Logement

Nous sommes au pied du mur

Où loger nos enfants ?

4 avril 2003

Il a été beaucoup question ces jours-ci de la question de la construction de logements. L’Association des Maires de La Réunion, le Conseil général et l’ARMOS - sans le Conseil régional, pourtant chargé de l’aménagement du territoire - ont organisé des rencontres dans l’île pour sensibiliser l’opinion publique sur un défi que La Réunion se doit de relever.
Avec l’emploi, la question du logement est au cœur des problèmes réunionnais. Elle illustre parfaitement le fait que La Réunion se trouve aujourd’hui à la croisée des chemins, au pied du mur.
La construction de logements neufs est insuffisante. Elle ne répond pas aux besoins de note population, notamment la plus pauvre. Or, elle dépend en grande partie de l’aide publique, par le biais de la Ligne budgétaire unique pour le logement social et de la défiscalisation pour les promotions privées destinées aux couches sociales moyennes ou aisées de l’île.

Depuis longtemps, tous les acteurs concernés ont fini par bien apprécier tous les blocages. Depuis longtemps, les mises en garde, les interpellations ont été multipliées. Sans doute aussi, chacun a tenté de rejeter sur l’autre la responsabilité des retards accumulés. En la matière, nous sommes passés maîtres dans le jeu de la recherche du bouc émissaire.
De quoi se demander, en tout cas, si tout ce que nous entreprenons ou tout ce que nous pouvons faire n’arrive pas trop tard. N’avons-nous pas laissé pourrir le problème au point de ne plus être en capacité de le résoudre ?

Ainsi, nous avons créé, il y a quelques mois, un Établissement foncier public chargé d’aider nos collectivités à régler la question de la recherche de terrains nécessaires. Il est né dans la douleur. Certains partenaires potentiels craignant d’être des perdants au change - entre la contribution qu’ils auraient apportée et le bénéfice qu’ils auraient pu en retirer - ont refusé de jouer le jeu de la solidarité.
Mais que pourra bien faire cet office ? Il arrive à un moment où le prix des terrains est au plus haut. Depuis 1986, celui-ci a augmenté de 90% en moyenne dans l’île.

Sans doute pourra-t-on imaginer des solutions "techniques" à la masse des questions qui se posent. On pourra, par un moyen ou un autre, régler le débat posé par la recherche de foncier. On finira, sans doute, par décentraliser certaines fixations de paramètres relatives à la mise en œuvre de la LBU (Ligne budgétaire unique du logement) pour éviter les pertes de temps. On mettra en œuvre des moyens capables d’apporter plus de financement. On trouvera des moyens pour l’aménagement (installation des réseaux) et l’urbanisation et pour la politique d’accompagnement social (services et locaux pour la vie associative de quartiers, écoles, transports en commun...). Les financements de ces équipements sont pratiquement laissés jusqu’ici aux seules communes.
Sans doute, un alignement de l’allocation logement - avec notamment une révision des taux du forfait charge - permettra-t-il de rendre les locataires ou les propriétaires plus solvables. Notre parc de logements se dégradant très vite on saura, sans doute, trouver les moyens d’une politique de réhabilitation.

**Contenu du listing**
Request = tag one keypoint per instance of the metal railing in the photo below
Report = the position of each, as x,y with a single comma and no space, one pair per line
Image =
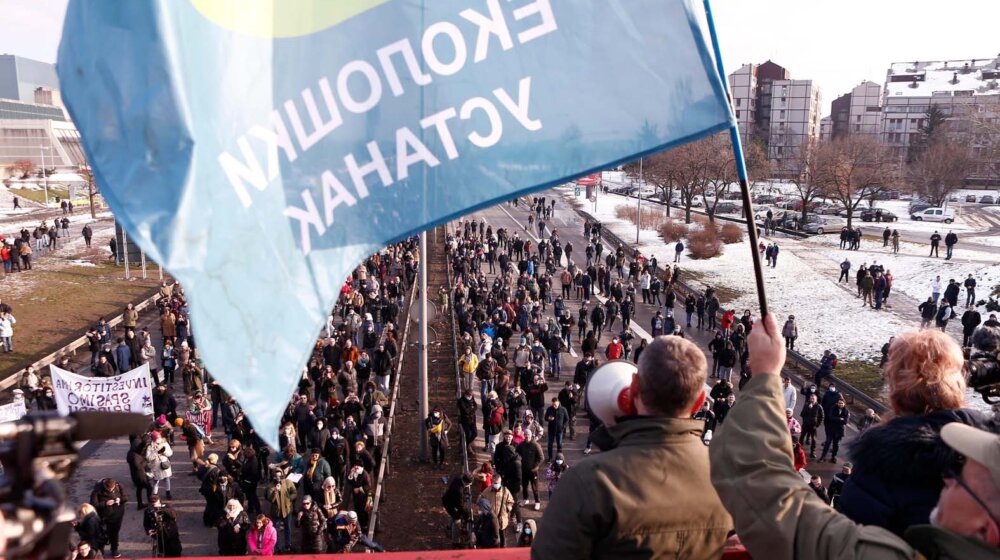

**Tâche courte A**
D'après le texte sur le logement à La Réunion, de combien le prix des terrains a-t-il augmenté en moyenne dans l'île depuis 1986 ?
**Tâche courte B**
Actualisez le texte sur le logement, de « Ainsi, nous avons » jusqu'à « moyenne dans l’île. » inclus, en substituant « Établissement public foncier » à « Établissement foncier public ».
Le listing provient d'une source distincte du texte.

**Réponse complète A**
Il a augmenté de 90 % en moyenne.

**Réponse complète B**
Ainsi, nous avons créé, il y a quelques mois, un Établissement public foncier chargé d’aider nos collectivités à régler la question de la recherche de terrains nécessaires. Il est né dans la douleur. Certains partenaires potentiels craignant d’être des perdants au change - entre la contribution qu’ils auraient apportée et le bénéfice qu’ils auraient pu en retirer - ont refusé de jouer le jeu de la solidarité.
Mais que pourra bien faire cet office ? Il arrive à un moment où le prix des terrains est au plus haut. Depuis 1986, celui-ci a augmenté de 90% en moyenne dans l’île.